Passage to read:
::::::
Monday, April 14, 2014

The Crank’s brother out-cranks the Crank. And the laugh’s on Republican recruiters.

If a Republican recruiter calls you, don't
hang up. There are better ways to stick it
to them.
The Crank’s little brother, himself an old fogey these days – and with lots of time on his retired hands – called last night to tell me about his latest foray into politics.

He had joined the Republican Party, he told me, and for only forty bucks.

“Why would you give them a plugged nickel?” I asked him. “Why would you even join them for free?”

“It’s worth it in entertainment,” he assured me.

Seems a Republican lady called him from some call center and asked him if he’d be interested in joining the party. Before she could tell him why, he was telling her.

“Wow! That means I could pitch in and help the Republicans with all their good work!”

“Absolutely,” she said.

“Like we could abolish food stamps,” he enthused. “I’m sick and tired of people eating off the government dole. Let ‘em get a job, or if they say they can’t get a job, let ‘em starve to death in the street, wouldn’t you agree?”

His retort was clearly not in the Republican telemarketing script. The Republican lady sounded flustered. “Well, um, I’m not sure if…”

“And what about all those sluts who want us hardworking taxpayers to pay for their birth control so they can party at our expense? If they get pregnant and have babies, that’s their problem, wouldn’t you agree?”

“Um, well uh….”

“And if they do have the babies, let the babies starve to death. That’s not the government’s business, as long as they weren’t aborted, wouldn’t you agree?

“Err, well…”

“Also, this country needs a flat tax. A flat 20 percent on every penny of earned income, except for people making over $500,000 a year, because those are the job creators and we don’t want to slow down their important work, wouldn’t you agree?

At this point, the poor woman was getting overwhelmed.

“Also let’s do away with Social Security and Medicare. People ought to take care of their own damn selves. If they can’t, let ‘em die in the street, wouldn’t you agree?”
::::::
Data provided:
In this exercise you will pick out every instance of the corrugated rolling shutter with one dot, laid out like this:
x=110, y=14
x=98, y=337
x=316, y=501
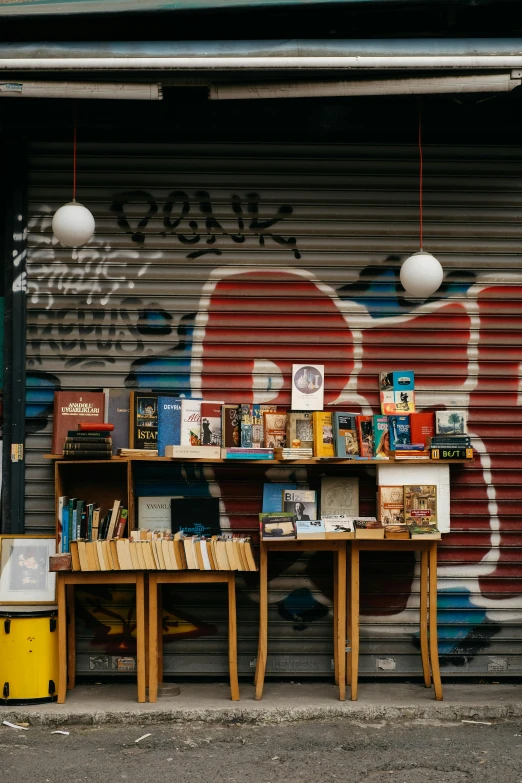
::::::
Pick up the blog post about the Republican recruiter's phone call right after its last sentence, and continue it in the same voice.

Exercise response:
The recruiter tried to change the subject by getting down to brass tacks. She explained the virtues and benefits of a $70 membership as opposed to a $40 memberships.

“I’ll take the $40 membership,” he said. “There’s no way in hell I’m giving $70 as long as the Republican Party is infested with liberal pinkos like Mitt Romney and John McCain. Throw those lefties like that out and replace them with real Americans, like Ted Cruz and then I’ll pay $70. Did I mention how sick I am of people being deprived of their rights to stand their ground? If somebody plays loud music in your face, you should have a right to blow their faces off with a goddamn shot gun, wouldn’t you agree

And so poof, he’s a Republican. 

“I still don’t much like the idea of giving those guys $40,” I told him.

“Believe me, they’ll spend it all on postage and begging me for other things fore six months are up,” the Crank’s little brother said.

Personally, I would have left it at twenty minutes – or maybe with any luck, 60 minutes worth of fun. I say with luck because the object of my game whenever Republicans call, is to see how long I can keep them unproductively on the phone – unproductive, that is, except for my entertainment.

Never hang up on a Republican. Keep them on. Keep them talking. Keep them wasting their time. Make them hang up on you.